**Exercise directions:** Please reproduce the vaccine storage report word for word, beginning at "Deyalsingh said the" and stopping after "a few more.".

**Passage for review:**
- - - - -
Trinidad and Tobago may receive its first shipment of Covid-19 vaccines by March next year.
Health Minister Terrence Deyalsingh, speaking at Saturday’s Covid19 briefing, said by that time period, the country will be in a position to begin receiving, storing and distributing the vaccine to the population.
The minister is hoping to go to Cabinet by the end of January with firmer details including all associated costs.
Deyalsingh said the single-dose vaccine was preferred because of convenience.
The minister said since last year, the country was preparing to facilitate vaccines with a brand new walk-in chiller being built at an approximate cost of $350,000.
This country has already obtained five sub-zero freezers for the storage of vaccines when they arrive, and the Government is in the process of seeking to purchase a few more.
Some vaccines such as the Pfizer vaccine will need to be stored at minus 72 degrees while others will have to be stored at minus 20 degrees.
Varying types will require specialised sub-zero freezers. An average cost was about $100,000 Deyalsingh said.
The main sub- zero freezers will be situated at the Couva Hospital, the National Insurance Property Development Company Limited – Pharmaceutical Division C40 warehouse in Chaguaramas and in Tobago.
A tender process has already begun for the procurement of the freezer to be placed at the Couva facility.
- - - - -
**Data extract:**
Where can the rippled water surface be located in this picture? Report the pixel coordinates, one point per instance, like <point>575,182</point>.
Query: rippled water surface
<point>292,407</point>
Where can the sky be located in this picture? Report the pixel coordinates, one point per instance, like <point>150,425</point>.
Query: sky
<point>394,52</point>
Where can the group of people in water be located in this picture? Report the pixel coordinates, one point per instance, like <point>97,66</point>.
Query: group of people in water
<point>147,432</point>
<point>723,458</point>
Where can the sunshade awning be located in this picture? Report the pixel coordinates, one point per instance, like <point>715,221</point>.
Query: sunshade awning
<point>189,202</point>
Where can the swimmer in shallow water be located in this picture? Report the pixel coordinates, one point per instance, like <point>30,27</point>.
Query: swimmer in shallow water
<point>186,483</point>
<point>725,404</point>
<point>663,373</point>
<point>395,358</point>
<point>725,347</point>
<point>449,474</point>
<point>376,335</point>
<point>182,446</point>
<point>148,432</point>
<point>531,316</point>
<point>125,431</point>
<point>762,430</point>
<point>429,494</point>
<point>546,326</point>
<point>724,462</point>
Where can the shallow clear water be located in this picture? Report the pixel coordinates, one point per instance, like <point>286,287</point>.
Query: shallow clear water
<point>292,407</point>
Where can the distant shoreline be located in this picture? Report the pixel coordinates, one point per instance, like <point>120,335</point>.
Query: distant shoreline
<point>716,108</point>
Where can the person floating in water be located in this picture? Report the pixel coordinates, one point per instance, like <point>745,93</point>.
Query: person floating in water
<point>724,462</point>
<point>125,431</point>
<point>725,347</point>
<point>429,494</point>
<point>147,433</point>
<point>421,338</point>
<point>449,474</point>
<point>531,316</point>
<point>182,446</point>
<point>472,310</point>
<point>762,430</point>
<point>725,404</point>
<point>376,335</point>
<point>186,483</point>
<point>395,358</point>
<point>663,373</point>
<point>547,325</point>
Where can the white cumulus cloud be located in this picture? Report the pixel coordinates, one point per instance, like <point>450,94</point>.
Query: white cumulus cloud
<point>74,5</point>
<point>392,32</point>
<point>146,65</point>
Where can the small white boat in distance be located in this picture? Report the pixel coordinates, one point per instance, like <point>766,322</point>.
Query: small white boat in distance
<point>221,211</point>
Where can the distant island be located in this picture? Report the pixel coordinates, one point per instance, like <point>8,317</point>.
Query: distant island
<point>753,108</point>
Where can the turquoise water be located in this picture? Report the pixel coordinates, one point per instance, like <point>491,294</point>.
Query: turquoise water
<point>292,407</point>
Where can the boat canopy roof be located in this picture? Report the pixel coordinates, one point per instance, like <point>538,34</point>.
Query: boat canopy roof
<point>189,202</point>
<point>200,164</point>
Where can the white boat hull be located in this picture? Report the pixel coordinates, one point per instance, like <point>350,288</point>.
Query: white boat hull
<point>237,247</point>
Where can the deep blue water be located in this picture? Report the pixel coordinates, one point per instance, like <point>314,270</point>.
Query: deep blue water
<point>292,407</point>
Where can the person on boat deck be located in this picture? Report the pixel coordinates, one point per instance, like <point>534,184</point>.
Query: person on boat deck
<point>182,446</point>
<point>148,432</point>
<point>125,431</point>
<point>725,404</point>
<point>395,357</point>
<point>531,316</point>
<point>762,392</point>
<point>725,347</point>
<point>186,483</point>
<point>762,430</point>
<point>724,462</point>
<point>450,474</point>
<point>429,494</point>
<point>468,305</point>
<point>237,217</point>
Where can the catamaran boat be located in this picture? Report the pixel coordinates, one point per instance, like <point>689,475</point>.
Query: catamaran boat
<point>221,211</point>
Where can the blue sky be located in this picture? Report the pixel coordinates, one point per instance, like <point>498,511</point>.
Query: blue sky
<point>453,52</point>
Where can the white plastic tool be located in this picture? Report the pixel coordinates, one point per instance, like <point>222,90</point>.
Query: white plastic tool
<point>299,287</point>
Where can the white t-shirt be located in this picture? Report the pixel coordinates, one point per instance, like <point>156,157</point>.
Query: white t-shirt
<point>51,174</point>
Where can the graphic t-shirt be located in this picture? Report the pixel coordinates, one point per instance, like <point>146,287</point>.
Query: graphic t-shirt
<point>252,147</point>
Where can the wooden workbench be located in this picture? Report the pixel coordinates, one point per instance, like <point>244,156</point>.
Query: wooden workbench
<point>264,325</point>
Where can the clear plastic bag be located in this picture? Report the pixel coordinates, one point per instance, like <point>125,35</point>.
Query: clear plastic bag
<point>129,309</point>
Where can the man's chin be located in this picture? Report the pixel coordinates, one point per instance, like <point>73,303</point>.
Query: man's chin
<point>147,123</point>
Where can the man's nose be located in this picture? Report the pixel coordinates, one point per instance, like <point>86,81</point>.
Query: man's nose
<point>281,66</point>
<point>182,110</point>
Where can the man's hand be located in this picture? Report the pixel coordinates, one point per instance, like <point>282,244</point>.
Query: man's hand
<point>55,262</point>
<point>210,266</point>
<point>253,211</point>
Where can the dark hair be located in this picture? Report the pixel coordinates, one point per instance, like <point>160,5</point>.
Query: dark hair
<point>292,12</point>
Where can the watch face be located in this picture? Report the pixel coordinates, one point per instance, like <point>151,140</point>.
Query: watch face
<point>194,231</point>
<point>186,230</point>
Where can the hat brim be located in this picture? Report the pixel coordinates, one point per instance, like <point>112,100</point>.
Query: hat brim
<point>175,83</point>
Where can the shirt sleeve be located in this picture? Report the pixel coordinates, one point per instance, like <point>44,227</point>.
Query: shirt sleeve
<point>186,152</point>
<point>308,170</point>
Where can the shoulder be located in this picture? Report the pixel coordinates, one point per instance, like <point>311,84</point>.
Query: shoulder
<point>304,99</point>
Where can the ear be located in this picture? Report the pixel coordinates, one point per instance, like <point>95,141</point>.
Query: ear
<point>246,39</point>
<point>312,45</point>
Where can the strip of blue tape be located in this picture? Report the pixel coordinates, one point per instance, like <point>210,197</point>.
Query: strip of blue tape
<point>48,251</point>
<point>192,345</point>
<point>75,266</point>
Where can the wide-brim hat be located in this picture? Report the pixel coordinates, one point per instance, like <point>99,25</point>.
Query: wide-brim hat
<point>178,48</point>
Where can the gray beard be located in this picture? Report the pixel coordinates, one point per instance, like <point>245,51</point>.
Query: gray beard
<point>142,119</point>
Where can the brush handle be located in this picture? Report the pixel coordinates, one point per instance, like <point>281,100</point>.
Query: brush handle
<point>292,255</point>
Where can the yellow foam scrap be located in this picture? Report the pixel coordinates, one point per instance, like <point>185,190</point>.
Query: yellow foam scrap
- - - - -
**Exercise answer:**
Deyalsingh said the single-dose vaccine was preferred because of convenience.
The minister said since last year, the country was preparing to facilitate vaccines with a brand new walk-in chiller being built at an approximate cost of $350,000.
This country has already obtained five sub-zero freezers for the storage of vaccines when they arrive, and the Government is in the process of seeking to purchase a few more.